STATED GOAL:
Reproduce the records below, changing "bark on log" to "log bark" wherever it appears and leaving everything else unchanged.

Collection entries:
========

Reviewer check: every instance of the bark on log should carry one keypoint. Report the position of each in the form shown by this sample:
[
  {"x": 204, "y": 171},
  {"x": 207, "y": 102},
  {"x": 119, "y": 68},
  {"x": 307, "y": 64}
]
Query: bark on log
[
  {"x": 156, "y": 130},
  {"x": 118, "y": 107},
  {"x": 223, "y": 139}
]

========

THE ANSWER:
Reviewer check: every instance of the log bark should carry one keypoint. Report the position of each in the form shown by this sample:
[
  {"x": 204, "y": 171},
  {"x": 207, "y": 102},
  {"x": 119, "y": 68},
  {"x": 307, "y": 64}
]
Query: log bark
[
  {"x": 156, "y": 130},
  {"x": 118, "y": 107},
  {"x": 223, "y": 139}
]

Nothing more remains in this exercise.